**WHAT THE EXERCISE ASKS**
Word for word, reproduce each line of the data below, omitting every image.
[[ EXTRACTED ENTRIES open ]]
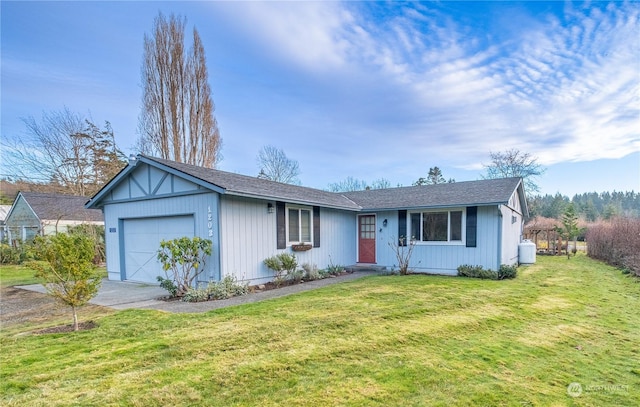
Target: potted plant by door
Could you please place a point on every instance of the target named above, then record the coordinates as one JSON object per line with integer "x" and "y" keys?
{"x": 301, "y": 247}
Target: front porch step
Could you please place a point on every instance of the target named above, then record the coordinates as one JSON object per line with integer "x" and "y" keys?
{"x": 366, "y": 268}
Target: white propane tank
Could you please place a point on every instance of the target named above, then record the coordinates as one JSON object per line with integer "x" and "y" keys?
{"x": 527, "y": 252}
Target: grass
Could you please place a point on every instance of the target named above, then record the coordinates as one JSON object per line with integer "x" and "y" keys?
{"x": 379, "y": 341}
{"x": 11, "y": 275}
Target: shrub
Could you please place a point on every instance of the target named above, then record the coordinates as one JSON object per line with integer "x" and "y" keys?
{"x": 295, "y": 276}
{"x": 616, "y": 242}
{"x": 226, "y": 288}
{"x": 168, "y": 285}
{"x": 467, "y": 270}
{"x": 281, "y": 264}
{"x": 311, "y": 272}
{"x": 334, "y": 269}
{"x": 183, "y": 259}
{"x": 196, "y": 295}
{"x": 505, "y": 271}
{"x": 18, "y": 254}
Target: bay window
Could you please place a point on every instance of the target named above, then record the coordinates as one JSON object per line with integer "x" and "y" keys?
{"x": 436, "y": 226}
{"x": 299, "y": 225}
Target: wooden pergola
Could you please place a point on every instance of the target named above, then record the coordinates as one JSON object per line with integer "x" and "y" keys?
{"x": 543, "y": 232}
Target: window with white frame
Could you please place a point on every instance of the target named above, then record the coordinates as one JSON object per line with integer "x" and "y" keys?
{"x": 299, "y": 225}
{"x": 437, "y": 226}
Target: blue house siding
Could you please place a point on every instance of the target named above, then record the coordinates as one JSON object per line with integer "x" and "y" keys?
{"x": 152, "y": 196}
{"x": 443, "y": 259}
{"x": 197, "y": 206}
{"x": 248, "y": 237}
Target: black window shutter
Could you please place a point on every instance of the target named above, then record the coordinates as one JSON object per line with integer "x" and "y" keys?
{"x": 472, "y": 225}
{"x": 281, "y": 227}
{"x": 402, "y": 228}
{"x": 316, "y": 226}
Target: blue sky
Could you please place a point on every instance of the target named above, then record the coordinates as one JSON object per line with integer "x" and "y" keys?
{"x": 363, "y": 89}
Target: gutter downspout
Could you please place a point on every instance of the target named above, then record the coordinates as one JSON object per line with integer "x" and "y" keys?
{"x": 499, "y": 236}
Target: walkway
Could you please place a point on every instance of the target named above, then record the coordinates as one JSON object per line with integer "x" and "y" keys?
{"x": 125, "y": 295}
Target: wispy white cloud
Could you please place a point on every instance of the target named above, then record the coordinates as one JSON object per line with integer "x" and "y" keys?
{"x": 564, "y": 88}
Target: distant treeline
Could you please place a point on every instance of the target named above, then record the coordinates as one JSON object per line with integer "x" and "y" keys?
{"x": 590, "y": 206}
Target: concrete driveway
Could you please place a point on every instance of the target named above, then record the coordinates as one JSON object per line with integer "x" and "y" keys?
{"x": 125, "y": 294}
{"x": 119, "y": 294}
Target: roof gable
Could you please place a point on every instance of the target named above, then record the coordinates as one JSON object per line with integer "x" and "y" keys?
{"x": 236, "y": 184}
{"x": 466, "y": 193}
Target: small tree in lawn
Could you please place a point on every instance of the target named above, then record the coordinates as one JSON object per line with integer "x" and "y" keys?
{"x": 67, "y": 269}
{"x": 570, "y": 228}
{"x": 183, "y": 260}
{"x": 403, "y": 250}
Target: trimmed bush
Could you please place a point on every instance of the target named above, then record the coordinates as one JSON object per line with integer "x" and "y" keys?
{"x": 503, "y": 273}
{"x": 195, "y": 295}
{"x": 311, "y": 272}
{"x": 616, "y": 242}
{"x": 506, "y": 271}
{"x": 282, "y": 264}
{"x": 226, "y": 288}
{"x": 467, "y": 270}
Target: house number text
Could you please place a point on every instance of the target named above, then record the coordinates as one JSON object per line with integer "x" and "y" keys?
{"x": 210, "y": 221}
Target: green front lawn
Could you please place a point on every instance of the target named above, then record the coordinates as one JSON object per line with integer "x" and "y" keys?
{"x": 383, "y": 340}
{"x": 11, "y": 275}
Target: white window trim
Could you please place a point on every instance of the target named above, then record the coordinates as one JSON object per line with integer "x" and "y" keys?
{"x": 463, "y": 224}
{"x": 299, "y": 207}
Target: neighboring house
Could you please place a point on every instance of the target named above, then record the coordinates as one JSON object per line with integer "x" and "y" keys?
{"x": 34, "y": 213}
{"x": 4, "y": 209}
{"x": 250, "y": 219}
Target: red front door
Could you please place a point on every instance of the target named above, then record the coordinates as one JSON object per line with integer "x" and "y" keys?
{"x": 367, "y": 239}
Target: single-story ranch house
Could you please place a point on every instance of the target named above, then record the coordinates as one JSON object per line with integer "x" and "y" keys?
{"x": 35, "y": 213}
{"x": 250, "y": 219}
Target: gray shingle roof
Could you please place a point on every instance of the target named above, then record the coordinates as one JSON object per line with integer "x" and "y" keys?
[[ EXTRACTED ENTRIES closed ]]
**PROBLEM SOLUTION**
Target: potted plant by door
Could you please place a point on every instance of the target named above, then record the coordinates as one JSON object per line with integer "x" and "y" keys?
{"x": 301, "y": 247}
Target: front porch step
Could you please place a point on every instance of the target named above, then record the coordinates as one JSON object per line with integer "x" and "y" keys?
{"x": 366, "y": 268}
Target: white propane tank
Could you please place a point on every instance of the target named above, then record the coordinates as one JSON object per line with integer "x" and "y" keys?
{"x": 527, "y": 252}
Target: grass
Could you please place a point on every instance of the target named above, then record the coordinates as one JSON object per line with integer "x" and "y" keys?
{"x": 379, "y": 341}
{"x": 11, "y": 275}
Target: shrub
Could you please place a point on every instance of the target named above, then record the coordinates as one JSON object per line with integer "x" and "y" keys?
{"x": 295, "y": 276}
{"x": 616, "y": 242}
{"x": 226, "y": 288}
{"x": 168, "y": 285}
{"x": 467, "y": 270}
{"x": 281, "y": 264}
{"x": 311, "y": 272}
{"x": 334, "y": 269}
{"x": 183, "y": 259}
{"x": 196, "y": 295}
{"x": 505, "y": 271}
{"x": 18, "y": 254}
Target: bay window
Could you please place a point on every instance of the target named above, then record the coordinates as one JSON object per line with integer "x" and "y" keys?
{"x": 436, "y": 226}
{"x": 299, "y": 225}
Target: wooden pergola
Could you please place a point on every instance of the target named above, then record the coordinates as one JSON object per line with integer "x" and "y" keys?
{"x": 543, "y": 232}
Target: window with white frame
Could you please place a point on every instance of the target named above, then record the coordinates as one JSON object per line with integer "x" and "y" keys?
{"x": 299, "y": 225}
{"x": 437, "y": 226}
Target: blue house siding
Could you please place a point on every instance of the target named above, then record the coordinates as one JSON object per line with integer "x" and "y" keys?
{"x": 152, "y": 196}
{"x": 443, "y": 259}
{"x": 197, "y": 206}
{"x": 248, "y": 237}
Target: black window shutter
Could you please place a point on every instance of the target named above, then record the coordinates as one JSON object per line with integer "x" and "y" keys?
{"x": 472, "y": 225}
{"x": 281, "y": 227}
{"x": 402, "y": 228}
{"x": 316, "y": 226}
Target: blue sky
Could you please place a point on every instance of the target named above, then record the coordinates as one JSON object per line with integer "x" and "y" keys?
{"x": 363, "y": 89}
Target: gutter downspout
Could you please place a point on every instance of the target named above, then record the coordinates as one JSON object per line with integer "x" and "y" keys?
{"x": 499, "y": 236}
Target: walkway
Could you please place a point on every instance of the target named above, then record the coordinates as one JSON object per line with integer "x" and "y" keys?
{"x": 125, "y": 295}
Target: wispy white cloud
Could you please place a point on every instance of the target named above, then record the coordinates as one JSON object per line with integer "x" and "y" keys?
{"x": 564, "y": 88}
Target: distant treeline
Could you please place a point on every instance of the target named above, then record the coordinates as one JSON object per line with integer "x" and "y" keys?
{"x": 590, "y": 206}
Target: concrete driveway
Could you please place a point on every instance of the target named above, then record the coordinates as one JSON object per line with integer "x" and "y" keys?
{"x": 125, "y": 294}
{"x": 119, "y": 294}
Target: roof gable
Could you please place a point on every instance of the target named above, then record the coordinates as one JSON object per line with integer "x" and "y" keys?
{"x": 236, "y": 184}
{"x": 466, "y": 193}
Target: small tree in lawn
Could you please place a point on every instance of the target named above, then record the coordinates as one JSON object per line with integer "x" and "y" keys?
{"x": 67, "y": 269}
{"x": 570, "y": 228}
{"x": 183, "y": 260}
{"x": 403, "y": 250}
Target: trimmed bush
Could you please place a point on every instance of the target named above, then record the coordinates as one JSON object per line with integer "x" and "y" keys?
{"x": 503, "y": 273}
{"x": 195, "y": 295}
{"x": 311, "y": 272}
{"x": 616, "y": 242}
{"x": 506, "y": 271}
{"x": 282, "y": 264}
{"x": 226, "y": 288}
{"x": 467, "y": 270}
Target: house number text
Could you please place a point on every instance of the target named above, then record the coordinates as one JSON object per line with integer "x" and "y" keys?
{"x": 210, "y": 221}
Target: green front lawn
Could you please place a point on every instance of the target named above, then record the coordinates as one JSON object per line with integer "x" and "y" keys?
{"x": 383, "y": 340}
{"x": 11, "y": 275}
Target: white window trim
Could you please place a point on every instance of the target named above, then record the coordinates as one JSON object per line with integer "x" and "y" keys?
{"x": 463, "y": 224}
{"x": 299, "y": 207}
Target: neighboring house
Could you please place a point on every instance of the target named above, then record the coordinates as one JSON object per line with integer "x" and "y" keys?
{"x": 34, "y": 213}
{"x": 4, "y": 209}
{"x": 250, "y": 219}
Target: red front door
Could you please place a point on every instance of the target named above, then record the coordinates as one JSON object per line with integer "x" and "y" keys?
{"x": 367, "y": 239}
Target: single-story ranch house
Could you please place a point on every instance of the target named above, then record the coordinates as one JSON object per line with integer "x" and "y" keys?
{"x": 35, "y": 213}
{"x": 250, "y": 219}
Target: gray shingle roof
Could you please place a point on every instance of the target named above, then record the coordinates as one JSON object per line with integer "x" and "y" keys?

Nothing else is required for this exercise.